§ TASK DATA:
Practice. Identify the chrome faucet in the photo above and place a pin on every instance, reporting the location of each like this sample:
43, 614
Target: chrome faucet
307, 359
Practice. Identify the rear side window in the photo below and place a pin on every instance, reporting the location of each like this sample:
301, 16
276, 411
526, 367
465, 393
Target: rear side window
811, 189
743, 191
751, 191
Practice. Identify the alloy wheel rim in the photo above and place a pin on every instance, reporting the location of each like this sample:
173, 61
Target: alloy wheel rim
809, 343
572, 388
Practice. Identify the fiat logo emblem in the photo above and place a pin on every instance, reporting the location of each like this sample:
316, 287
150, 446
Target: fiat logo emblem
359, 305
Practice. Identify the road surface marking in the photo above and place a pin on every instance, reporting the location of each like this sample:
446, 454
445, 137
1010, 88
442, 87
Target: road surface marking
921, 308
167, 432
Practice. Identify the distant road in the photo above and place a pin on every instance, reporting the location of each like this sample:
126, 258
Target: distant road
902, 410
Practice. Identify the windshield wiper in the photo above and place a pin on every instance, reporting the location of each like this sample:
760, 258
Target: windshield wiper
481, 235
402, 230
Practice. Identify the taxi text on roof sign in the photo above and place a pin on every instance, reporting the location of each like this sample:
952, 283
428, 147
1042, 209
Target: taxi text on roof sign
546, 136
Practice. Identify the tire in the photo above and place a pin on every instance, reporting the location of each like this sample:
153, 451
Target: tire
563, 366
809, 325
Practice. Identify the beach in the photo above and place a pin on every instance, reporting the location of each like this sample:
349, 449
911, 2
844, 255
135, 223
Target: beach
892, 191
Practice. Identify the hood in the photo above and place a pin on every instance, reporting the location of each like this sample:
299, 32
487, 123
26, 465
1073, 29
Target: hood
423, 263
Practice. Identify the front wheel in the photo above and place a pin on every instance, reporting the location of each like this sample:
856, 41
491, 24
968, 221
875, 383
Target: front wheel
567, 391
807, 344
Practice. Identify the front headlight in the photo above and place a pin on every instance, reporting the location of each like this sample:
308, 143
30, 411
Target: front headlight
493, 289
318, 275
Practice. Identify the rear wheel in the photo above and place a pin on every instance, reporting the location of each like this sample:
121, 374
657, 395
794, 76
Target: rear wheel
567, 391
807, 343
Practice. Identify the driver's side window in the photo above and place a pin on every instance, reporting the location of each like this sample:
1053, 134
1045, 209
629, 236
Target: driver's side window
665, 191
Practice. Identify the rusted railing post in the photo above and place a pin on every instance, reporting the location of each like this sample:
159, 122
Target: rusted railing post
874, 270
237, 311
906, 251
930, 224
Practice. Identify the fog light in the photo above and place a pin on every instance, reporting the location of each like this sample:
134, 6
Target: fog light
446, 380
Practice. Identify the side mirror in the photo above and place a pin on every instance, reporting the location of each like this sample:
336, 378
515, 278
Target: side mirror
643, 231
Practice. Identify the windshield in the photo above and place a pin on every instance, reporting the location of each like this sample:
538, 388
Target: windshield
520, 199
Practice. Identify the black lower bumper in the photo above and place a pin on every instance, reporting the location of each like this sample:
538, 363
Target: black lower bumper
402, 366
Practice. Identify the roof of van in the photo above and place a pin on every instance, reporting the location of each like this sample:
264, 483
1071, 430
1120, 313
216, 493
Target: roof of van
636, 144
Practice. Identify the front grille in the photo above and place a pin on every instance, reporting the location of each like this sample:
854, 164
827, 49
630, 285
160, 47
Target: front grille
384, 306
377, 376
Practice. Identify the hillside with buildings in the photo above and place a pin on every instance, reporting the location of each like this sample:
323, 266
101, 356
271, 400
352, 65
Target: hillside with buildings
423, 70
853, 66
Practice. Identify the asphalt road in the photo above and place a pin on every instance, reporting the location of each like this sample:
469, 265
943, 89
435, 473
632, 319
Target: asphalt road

§ TASK TO COMPLETE:
Return the lines above exactly, keeping every word.

§ OUTPUT FOR THIS EXERCISE:
Practice. Identify the chrome faucet in the photo above and place a pin on every instance, reporting the location of each like this sample:
43, 614
Target: chrome faucet
307, 359
Practice. Identify the rear side window in the photo below and place a pin on every instance, reporting the location of each like this sample:
301, 16
276, 411
526, 367
465, 393
Target: rear side window
811, 189
743, 191
751, 191
Practice. Identify the alloy wheel rim in the photo above and place a pin on every instance, reporting the location of each like this sample:
173, 61
Target: alloy wheel rim
809, 343
572, 388
Practice. Identify the fiat logo emblem in the photo above and place a pin on every instance, reporting the location of each like this sample:
316, 287
150, 446
Target: fiat logo emblem
359, 305
Practice. Identify the road surface marking in the photo above and place a pin on every instance, reporting the location of each like this sample:
446, 454
445, 137
1010, 88
442, 87
Target: road surface marking
921, 308
167, 432
Practice. Identify the distant road in the photo above and place a pin on every instance, reporting the location of each like this sample:
126, 258
Target: distant road
902, 410
Practice. Identify the windshield wiper in the photo above and place a pin on every instance, reporting the location of each like this sample:
760, 258
Target: windshield wiper
481, 235
402, 230
Practice. Identify the taxi text on roof sign in the photo above and place a pin on every instance, reporting the location of each like this sample:
952, 283
428, 147
1042, 209
Target: taxi text on roof sign
546, 136
Practice. Identify the tire in the photo above and place a pin on every instance, reporting the location of each like this sample:
153, 451
Target: tire
563, 366
809, 325
Practice. Identify the beach in the photo above and place a pin on every instance, reporting the location of each like this sample:
349, 449
911, 2
844, 255
135, 223
Target: beach
892, 191
Practice. Identify the hood in the photo above and place a pin on every instance, reporting the location of each like this sample:
299, 32
487, 123
26, 465
1073, 29
Target: hood
423, 263
Practice. Identify the front wheel in the photo above and place a pin on every instance, reporting the location of each like this sample:
856, 41
491, 24
968, 221
875, 383
Target: front wheel
567, 391
807, 344
Practice. Identify the front headlight in the photo above and place a pin on every instance, reporting the location of each like this sample:
308, 143
30, 411
Target: front headlight
493, 289
318, 275
Practice. Identify the rear wheel in the photo above and place a pin on every instance, reporting the location of each like this sample:
121, 374
657, 395
794, 76
Target: rear wheel
567, 391
807, 343
Practice. Identify the driver's side window in the photo above and place a pin on every instance, reporting the location of each like this sample:
1053, 134
1045, 209
629, 236
Target: driver's side window
665, 191
Practice. Identify the rusted railing post in the photo above and place a pin on every instance, reporting the location of each like this sample:
159, 122
Target: rusted railing post
874, 270
237, 311
906, 251
930, 224
Practice. Identify the fog light in the photo above and place a pin on every instance, reporting the location of each like this sample:
134, 6
Target: fog light
446, 380
Practice. Identify the side mirror in the photo above and place a pin on every instance, reporting the location of each like this sample:
336, 378
515, 278
Target: side mirror
643, 231
Practice. Identify the windshield in the photo above and place a pin on every instance, reporting the location of each like this sample:
538, 388
Target: windshield
520, 199
Practice. Identify the black lower bumper in the photo above and place a pin on every instance, reporting the location of each like this sample:
538, 363
Target: black lower bumper
402, 366
Practice. Identify the roof of van in the photo above and place a pin on every instance, reporting the location of each like this sample:
264, 483
1071, 430
1120, 313
216, 493
Target: roof of van
636, 144
Practice. Identify the front grille in the photo above and place a pin on every instance, reporting the location of each like this sample:
854, 164
827, 49
630, 285
160, 47
Target: front grille
384, 306
377, 376
Practice. Identify the hillside with buildings in the photo above and place a pin on every instance, reporting the location of each like this sample:
323, 266
101, 356
271, 400
352, 65
Target: hillside with buildings
423, 70
853, 66
Practice. Identify the asphalt road in the photo above and place a pin on every instance, reporting the location of each like this sample:
469, 265
943, 89
435, 473
632, 319
Target: asphalt road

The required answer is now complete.